SELECTED EXTRACT
[START]

The ‘Hydra retreat’ is taking stock of the international efforts to protect the global ocean and address obstacles at a critical time when record-breaking ocean temperatures are putting marine life and coastal and island communities at risk.

The Varda Group’s Director and Coordinator of the Let’s Be Nice to the Ocean initiative Rémi Parmentier discusses how protecting the ocean is critical for marine life and ocean ecosystems as well as for all life on Earth.

By Rémi Parmentier, Director, The Varda Group, and Coordinator, Let’s Be Nice to the Ocean initiative

I am writing from Hydra, the small Greek island where Canadian “singing poet” Leonard Cohen settled in the early 1960s and where he composed some of the most iconic songs of my generation. At the invitation of Ambassador Peter Thomson, the UN Secretary General’s Special Envoy for the Ocean, a relatively small group of ocean advocates representing a mix of government officials, scientists, economists, and activists are gathered in Hydra to discuss new ideas to protect the ocean.

[END]

TASK PROMPT
Duplicate the passage of the Hydra retreat article between "By Rémi Parmentier, Director, The" and "protect the ocean.", inclusive. The records are from an unrelated source, not the Hydra retreat article.

GIVEN ENTRIES
[START]

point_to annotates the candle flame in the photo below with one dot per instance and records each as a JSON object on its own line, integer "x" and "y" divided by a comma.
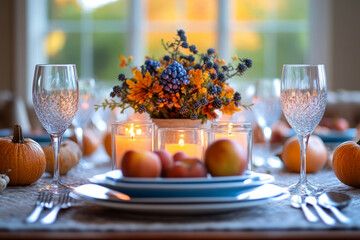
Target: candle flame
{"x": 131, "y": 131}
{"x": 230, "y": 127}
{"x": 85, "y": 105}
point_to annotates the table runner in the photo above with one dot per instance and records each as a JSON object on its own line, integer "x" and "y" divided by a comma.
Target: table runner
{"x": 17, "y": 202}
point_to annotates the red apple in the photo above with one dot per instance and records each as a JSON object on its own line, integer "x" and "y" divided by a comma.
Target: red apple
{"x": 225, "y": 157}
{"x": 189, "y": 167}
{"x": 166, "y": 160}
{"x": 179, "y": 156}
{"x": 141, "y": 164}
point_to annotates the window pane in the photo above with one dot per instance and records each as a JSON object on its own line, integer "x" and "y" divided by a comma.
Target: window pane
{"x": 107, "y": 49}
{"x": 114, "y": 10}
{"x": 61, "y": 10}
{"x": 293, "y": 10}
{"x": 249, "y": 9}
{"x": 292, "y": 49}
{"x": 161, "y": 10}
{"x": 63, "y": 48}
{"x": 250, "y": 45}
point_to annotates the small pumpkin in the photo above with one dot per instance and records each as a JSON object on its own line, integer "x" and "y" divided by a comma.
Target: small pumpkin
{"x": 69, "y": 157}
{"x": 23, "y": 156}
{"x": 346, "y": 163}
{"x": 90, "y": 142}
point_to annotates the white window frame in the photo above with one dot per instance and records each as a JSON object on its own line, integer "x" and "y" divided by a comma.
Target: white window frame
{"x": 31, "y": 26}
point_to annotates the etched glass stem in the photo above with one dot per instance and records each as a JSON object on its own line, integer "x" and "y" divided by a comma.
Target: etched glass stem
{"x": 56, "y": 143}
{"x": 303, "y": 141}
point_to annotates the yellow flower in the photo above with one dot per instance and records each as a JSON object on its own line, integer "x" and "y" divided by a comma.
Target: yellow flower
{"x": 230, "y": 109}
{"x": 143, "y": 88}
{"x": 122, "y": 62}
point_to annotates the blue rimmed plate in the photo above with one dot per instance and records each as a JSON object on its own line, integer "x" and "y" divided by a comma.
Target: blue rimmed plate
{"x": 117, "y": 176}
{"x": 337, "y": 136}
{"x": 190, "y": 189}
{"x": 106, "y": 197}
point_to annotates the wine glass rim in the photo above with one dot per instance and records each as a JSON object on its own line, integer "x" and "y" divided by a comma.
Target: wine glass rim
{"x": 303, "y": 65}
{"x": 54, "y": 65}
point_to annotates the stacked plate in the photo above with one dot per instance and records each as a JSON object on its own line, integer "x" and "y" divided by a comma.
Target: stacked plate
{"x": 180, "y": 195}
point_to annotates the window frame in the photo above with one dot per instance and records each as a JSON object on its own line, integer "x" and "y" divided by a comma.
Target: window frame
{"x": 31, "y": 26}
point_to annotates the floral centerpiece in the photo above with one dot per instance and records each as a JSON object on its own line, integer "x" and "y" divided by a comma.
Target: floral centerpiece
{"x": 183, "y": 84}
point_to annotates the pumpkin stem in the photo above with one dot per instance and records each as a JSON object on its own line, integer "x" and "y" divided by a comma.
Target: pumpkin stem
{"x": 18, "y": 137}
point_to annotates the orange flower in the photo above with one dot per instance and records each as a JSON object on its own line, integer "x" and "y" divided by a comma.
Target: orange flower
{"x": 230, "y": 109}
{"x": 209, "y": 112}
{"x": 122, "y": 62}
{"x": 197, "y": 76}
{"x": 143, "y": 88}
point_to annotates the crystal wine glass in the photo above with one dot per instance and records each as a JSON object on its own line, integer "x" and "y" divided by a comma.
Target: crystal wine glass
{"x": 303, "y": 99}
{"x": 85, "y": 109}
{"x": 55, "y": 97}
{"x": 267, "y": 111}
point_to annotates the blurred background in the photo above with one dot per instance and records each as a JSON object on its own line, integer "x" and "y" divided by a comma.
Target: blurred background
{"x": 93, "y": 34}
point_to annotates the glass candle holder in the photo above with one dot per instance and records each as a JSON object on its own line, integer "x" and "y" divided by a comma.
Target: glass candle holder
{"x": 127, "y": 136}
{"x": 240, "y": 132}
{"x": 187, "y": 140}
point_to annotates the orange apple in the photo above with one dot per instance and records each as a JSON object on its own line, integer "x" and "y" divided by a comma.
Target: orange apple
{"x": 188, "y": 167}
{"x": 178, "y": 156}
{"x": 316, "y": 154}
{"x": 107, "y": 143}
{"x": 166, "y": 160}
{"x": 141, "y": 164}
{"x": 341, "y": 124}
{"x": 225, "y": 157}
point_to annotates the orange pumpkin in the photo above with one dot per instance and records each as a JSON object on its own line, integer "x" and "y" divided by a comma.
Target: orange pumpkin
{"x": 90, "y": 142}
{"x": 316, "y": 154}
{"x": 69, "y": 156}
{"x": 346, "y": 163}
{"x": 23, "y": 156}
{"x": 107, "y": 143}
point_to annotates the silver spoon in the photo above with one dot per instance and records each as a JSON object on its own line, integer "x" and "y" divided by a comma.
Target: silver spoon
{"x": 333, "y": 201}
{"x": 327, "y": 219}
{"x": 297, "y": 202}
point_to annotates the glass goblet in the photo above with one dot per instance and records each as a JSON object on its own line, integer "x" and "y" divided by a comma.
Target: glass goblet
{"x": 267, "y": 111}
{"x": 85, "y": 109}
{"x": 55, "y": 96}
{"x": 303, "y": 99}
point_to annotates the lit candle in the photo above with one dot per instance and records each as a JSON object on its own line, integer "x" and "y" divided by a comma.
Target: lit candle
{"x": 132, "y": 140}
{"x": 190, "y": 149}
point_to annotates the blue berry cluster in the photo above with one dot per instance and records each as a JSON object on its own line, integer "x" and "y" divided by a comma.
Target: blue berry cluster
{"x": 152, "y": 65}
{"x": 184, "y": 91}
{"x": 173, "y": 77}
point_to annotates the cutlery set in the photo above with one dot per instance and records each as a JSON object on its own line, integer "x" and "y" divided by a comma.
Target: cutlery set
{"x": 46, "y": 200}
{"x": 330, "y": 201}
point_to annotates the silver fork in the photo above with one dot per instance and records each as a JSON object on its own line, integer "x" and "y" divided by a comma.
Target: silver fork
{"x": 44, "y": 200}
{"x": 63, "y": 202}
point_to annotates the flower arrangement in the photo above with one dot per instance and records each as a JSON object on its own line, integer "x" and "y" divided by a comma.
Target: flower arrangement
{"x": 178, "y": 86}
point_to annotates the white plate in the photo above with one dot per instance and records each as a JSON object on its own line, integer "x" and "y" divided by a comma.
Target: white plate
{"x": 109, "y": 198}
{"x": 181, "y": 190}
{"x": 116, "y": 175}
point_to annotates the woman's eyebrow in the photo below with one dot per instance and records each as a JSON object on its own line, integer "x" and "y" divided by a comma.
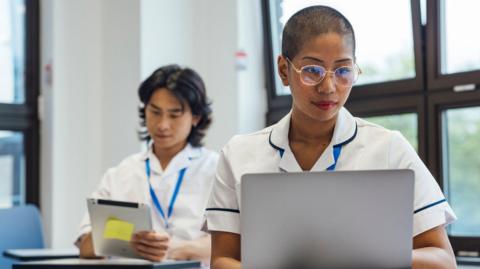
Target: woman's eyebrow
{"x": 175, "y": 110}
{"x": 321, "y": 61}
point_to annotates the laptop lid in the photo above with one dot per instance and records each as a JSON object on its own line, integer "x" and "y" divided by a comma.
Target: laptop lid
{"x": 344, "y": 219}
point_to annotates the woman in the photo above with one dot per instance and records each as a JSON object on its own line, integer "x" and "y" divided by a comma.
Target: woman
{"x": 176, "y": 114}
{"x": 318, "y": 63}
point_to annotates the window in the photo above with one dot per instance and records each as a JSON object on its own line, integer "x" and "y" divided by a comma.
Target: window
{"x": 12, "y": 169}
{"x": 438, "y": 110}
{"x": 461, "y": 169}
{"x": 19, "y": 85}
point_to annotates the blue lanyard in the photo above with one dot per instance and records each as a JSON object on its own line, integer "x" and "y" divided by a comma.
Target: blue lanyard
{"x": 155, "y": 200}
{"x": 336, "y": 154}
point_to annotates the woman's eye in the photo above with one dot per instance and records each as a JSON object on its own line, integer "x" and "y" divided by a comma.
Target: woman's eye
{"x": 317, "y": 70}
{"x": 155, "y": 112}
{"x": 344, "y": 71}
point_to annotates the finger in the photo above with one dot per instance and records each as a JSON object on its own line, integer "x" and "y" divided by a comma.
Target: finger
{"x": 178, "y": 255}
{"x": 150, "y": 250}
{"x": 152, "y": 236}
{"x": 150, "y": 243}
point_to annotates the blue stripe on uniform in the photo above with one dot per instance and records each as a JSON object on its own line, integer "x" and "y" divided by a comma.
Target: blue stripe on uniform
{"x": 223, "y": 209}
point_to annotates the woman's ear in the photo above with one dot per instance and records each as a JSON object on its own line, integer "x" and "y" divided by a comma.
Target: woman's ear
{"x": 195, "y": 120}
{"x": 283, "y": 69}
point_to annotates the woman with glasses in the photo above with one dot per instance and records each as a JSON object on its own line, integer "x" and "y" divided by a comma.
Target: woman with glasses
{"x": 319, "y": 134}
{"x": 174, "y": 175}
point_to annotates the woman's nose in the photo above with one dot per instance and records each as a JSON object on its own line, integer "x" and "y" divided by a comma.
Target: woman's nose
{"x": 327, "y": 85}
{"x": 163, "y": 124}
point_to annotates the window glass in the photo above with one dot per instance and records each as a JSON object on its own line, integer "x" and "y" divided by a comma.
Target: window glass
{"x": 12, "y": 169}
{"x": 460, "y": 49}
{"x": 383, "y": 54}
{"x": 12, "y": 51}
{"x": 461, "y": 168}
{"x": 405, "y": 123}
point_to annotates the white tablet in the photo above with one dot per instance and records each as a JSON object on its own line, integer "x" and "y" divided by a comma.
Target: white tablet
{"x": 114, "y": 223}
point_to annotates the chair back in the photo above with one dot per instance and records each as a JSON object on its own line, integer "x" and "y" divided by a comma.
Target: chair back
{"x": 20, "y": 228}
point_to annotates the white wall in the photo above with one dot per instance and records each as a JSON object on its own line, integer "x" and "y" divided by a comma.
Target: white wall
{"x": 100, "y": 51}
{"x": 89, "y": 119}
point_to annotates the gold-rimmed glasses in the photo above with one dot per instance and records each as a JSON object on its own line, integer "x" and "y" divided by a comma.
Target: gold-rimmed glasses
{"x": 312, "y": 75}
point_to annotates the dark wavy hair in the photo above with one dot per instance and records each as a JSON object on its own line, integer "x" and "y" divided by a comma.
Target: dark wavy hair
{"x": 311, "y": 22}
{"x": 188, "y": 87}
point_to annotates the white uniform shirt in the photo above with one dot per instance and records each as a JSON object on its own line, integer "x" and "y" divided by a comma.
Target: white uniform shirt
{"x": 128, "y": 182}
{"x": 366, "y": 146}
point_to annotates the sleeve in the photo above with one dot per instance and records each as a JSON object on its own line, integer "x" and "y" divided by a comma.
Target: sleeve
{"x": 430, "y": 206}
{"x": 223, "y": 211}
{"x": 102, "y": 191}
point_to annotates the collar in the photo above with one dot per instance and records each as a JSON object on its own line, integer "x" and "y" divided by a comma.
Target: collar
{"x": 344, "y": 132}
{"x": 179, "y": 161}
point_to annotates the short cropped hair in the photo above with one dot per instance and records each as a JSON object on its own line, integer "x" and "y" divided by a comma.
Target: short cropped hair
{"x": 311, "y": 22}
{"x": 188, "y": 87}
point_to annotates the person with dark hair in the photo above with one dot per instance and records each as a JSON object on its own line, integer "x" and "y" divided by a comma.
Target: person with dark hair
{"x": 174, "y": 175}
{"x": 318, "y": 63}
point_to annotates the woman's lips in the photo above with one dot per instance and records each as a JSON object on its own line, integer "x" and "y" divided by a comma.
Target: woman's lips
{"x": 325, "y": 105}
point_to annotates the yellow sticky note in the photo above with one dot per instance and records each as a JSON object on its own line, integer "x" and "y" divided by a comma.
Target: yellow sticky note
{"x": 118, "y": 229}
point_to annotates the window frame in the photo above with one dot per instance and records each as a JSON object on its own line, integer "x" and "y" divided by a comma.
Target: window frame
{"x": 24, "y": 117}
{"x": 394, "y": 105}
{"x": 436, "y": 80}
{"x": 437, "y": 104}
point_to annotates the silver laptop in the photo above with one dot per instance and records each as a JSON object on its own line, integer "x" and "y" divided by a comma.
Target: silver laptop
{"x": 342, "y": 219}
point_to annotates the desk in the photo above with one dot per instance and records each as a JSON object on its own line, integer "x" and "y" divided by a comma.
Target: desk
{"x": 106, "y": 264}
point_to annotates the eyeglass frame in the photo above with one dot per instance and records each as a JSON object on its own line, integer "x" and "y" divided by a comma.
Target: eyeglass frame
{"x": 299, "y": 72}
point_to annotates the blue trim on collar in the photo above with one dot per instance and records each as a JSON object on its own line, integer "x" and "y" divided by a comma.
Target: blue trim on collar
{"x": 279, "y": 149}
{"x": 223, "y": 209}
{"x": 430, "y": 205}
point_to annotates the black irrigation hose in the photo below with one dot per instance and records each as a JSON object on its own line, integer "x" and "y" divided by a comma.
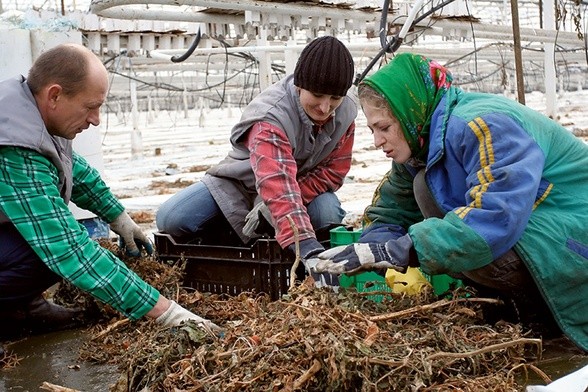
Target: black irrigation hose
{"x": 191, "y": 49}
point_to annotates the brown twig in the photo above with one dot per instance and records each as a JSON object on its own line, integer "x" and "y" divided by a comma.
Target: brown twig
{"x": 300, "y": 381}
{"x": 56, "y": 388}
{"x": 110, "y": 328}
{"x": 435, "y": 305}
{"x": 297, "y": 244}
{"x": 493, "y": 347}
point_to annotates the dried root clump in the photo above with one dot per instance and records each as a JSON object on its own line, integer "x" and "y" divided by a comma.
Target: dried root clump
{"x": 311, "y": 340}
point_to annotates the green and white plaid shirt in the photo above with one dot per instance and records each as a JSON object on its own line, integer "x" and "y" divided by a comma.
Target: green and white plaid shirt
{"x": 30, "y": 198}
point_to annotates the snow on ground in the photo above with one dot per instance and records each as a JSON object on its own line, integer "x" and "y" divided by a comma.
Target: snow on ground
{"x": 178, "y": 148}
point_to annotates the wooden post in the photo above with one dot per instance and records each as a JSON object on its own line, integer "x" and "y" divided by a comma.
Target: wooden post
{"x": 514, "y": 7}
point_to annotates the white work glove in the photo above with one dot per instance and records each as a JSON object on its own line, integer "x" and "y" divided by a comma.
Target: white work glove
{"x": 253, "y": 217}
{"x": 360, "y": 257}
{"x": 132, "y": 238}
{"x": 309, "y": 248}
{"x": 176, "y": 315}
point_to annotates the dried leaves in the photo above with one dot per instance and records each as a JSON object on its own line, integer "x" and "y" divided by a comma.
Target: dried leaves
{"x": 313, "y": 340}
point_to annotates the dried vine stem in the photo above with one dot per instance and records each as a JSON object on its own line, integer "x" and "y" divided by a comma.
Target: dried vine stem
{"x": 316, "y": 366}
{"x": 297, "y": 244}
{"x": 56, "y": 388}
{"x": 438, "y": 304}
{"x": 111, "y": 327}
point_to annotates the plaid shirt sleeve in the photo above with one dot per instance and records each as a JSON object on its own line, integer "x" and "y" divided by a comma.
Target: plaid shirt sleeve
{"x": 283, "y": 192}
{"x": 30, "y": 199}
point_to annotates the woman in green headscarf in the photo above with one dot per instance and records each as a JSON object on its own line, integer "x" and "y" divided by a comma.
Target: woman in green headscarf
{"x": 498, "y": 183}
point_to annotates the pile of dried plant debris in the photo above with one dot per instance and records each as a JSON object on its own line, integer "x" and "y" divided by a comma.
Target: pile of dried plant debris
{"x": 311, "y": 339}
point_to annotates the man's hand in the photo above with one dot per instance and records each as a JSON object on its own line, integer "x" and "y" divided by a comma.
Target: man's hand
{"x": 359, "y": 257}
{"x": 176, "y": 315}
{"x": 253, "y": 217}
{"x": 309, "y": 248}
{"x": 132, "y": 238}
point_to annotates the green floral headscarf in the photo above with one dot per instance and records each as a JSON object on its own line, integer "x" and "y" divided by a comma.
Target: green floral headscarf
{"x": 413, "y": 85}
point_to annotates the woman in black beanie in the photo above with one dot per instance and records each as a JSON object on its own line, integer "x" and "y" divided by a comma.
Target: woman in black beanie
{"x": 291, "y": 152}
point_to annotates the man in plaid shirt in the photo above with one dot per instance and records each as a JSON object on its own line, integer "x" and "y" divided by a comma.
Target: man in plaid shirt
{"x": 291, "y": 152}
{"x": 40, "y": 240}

[END]

RESULT OF THIS TASK
By Rémi Parmentier, Director, The Varda Group, and Coordinator, Let’s Be Nice to the Ocean initiative

I am writing from Hydra, the small Greek island where Canadian “singing poet” Leonard Cohen settled in the early 1960s and where he composed some of the most iconic songs of my generation. At the invitation of Ambassador Peter Thomson, the UN Secretary General’s Special Envoy for the Ocean, a relatively small group of ocean advocates representing a mix of government officials, scientists, economists, and activists are gathered in Hydra to discuss new ideas to protect the ocean.